The data section start
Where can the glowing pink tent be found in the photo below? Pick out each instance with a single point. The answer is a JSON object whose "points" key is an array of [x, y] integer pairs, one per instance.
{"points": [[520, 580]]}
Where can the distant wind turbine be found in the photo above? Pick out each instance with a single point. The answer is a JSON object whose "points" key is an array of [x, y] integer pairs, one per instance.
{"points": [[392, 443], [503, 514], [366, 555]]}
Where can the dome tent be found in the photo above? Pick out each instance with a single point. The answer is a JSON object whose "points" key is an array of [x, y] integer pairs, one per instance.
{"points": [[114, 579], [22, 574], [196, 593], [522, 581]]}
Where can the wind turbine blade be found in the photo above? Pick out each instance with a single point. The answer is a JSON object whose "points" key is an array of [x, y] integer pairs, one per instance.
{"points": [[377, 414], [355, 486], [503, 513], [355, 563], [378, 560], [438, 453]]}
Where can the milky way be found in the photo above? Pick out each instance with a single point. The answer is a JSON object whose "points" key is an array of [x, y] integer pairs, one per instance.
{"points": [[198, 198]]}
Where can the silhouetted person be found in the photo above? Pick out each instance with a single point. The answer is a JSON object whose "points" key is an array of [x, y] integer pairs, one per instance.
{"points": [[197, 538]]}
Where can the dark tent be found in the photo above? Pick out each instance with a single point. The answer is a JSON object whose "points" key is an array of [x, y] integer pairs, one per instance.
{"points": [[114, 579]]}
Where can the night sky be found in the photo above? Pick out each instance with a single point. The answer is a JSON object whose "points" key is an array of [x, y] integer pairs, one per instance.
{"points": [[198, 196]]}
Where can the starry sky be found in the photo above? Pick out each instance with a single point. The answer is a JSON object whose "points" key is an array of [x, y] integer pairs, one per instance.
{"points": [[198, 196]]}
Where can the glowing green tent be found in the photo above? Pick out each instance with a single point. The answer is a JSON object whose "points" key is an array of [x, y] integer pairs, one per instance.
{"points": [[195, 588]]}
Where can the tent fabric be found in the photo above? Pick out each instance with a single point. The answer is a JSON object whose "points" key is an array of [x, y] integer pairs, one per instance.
The data section end
- [Work to complete]
Please copy all of the data above exactly.

- [Answer space]
Where can the glowing pink tent be found in the photo below? Pick out each instance with a single point. The answer is a JSON object whose "points" key is an array of [x, y] integer pairs, one per instance.
{"points": [[520, 580]]}
Where can the distant wind turbine be found in the photo above? Pick out each instance with a single point. The answer is a JSON object whose "points" key is an array of [x, y] integer pairs, one per instance.
{"points": [[392, 443], [503, 514], [366, 555]]}
Where can the dome tent be found in the photo above? Pick out each instance with a single point. The answer is a JSON object whose "points" key is an array of [x, y] integer pairs, one per instance.
{"points": [[114, 579], [22, 574], [196, 593], [522, 581]]}
Where can the wind turbine blade be found in the photo above? Pick out each instance with a single point. The answer is a JSON object whose "points" key is an array of [x, y] integer pairs, one per instance.
{"points": [[377, 414], [355, 486], [503, 513], [355, 563], [378, 560], [438, 453]]}
Where can the milky way be found in the photo above? Pick out each instance with a single point. The answer is a JSON object whose "points" key is an array of [x, y] integer pairs, one per instance.
{"points": [[198, 198]]}
Where can the silhouetted person be found in the photo above? Pick out each instance with a single point. The answer is a JSON object whose "points" key is an array of [x, y] integer pairs, one per instance.
{"points": [[197, 538]]}
Where can the dark tent be found in the photo above? Pick out each instance with a single point. The answer is a JSON object whose "points" key is an array of [x, y] integer pairs, one per instance.
{"points": [[114, 579]]}
Where can the night sky be found in the photo above? Pick out each instance with a single point. The answer is a JSON object whose "points" key is an array of [x, y] integer pairs, one per instance.
{"points": [[198, 196]]}
Where can the starry sky be found in the photo above? Pick out each instance with a single point. The answer is a JSON object whose "points" key is an array of [x, y] integer pairs, one per instance.
{"points": [[198, 196]]}
Where can the glowing green tent be found in the photo above? Pick out each instance with a single point. The answer is a JSON object whose "points" key is an array of [x, y] integer pairs, one per instance.
{"points": [[195, 588]]}
Where can the tent fabric be found in the photo above? Pick out each instance with a single point. The answer is a JSON object whose "points" key is an array of [x, y] integer pairs, one per instance.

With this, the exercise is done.